(TREŚĆ ZADANIA): Zmień proszę nazwę „white knitted basket” na „white wicker basket” we wszystkich wpisach poniżej, a resztę przepisz bez zmian. Obrazów nie umieszczaj w odpowiedzi.

[Pozycje do identyfikacji lokalizacji]

▼

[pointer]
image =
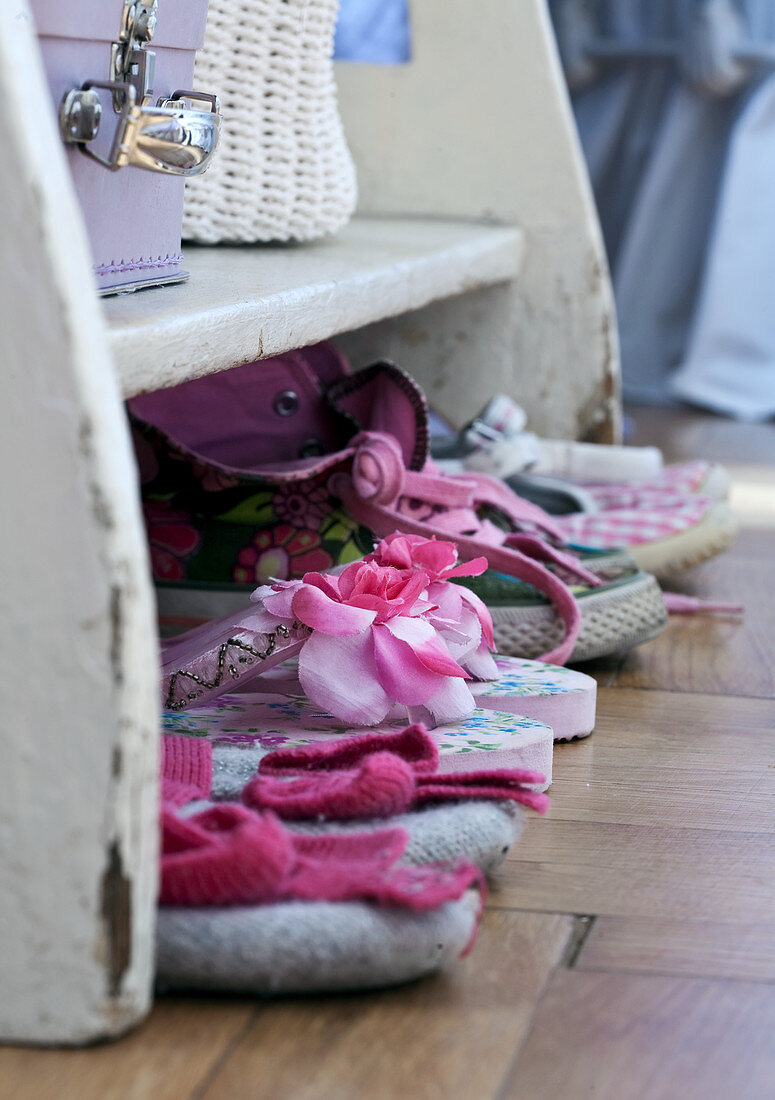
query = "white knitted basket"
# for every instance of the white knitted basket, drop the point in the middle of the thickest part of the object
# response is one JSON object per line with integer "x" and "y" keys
{"x": 283, "y": 169}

▲

(ODPOWIEDŹ):
[pointer]
image =
query = "white wicker basket"
# for every instance of the white wicker basket, drop the point in the middle of the thickest part of the object
# response is one JSON object per line with integer "x" and "y" keys
{"x": 283, "y": 169}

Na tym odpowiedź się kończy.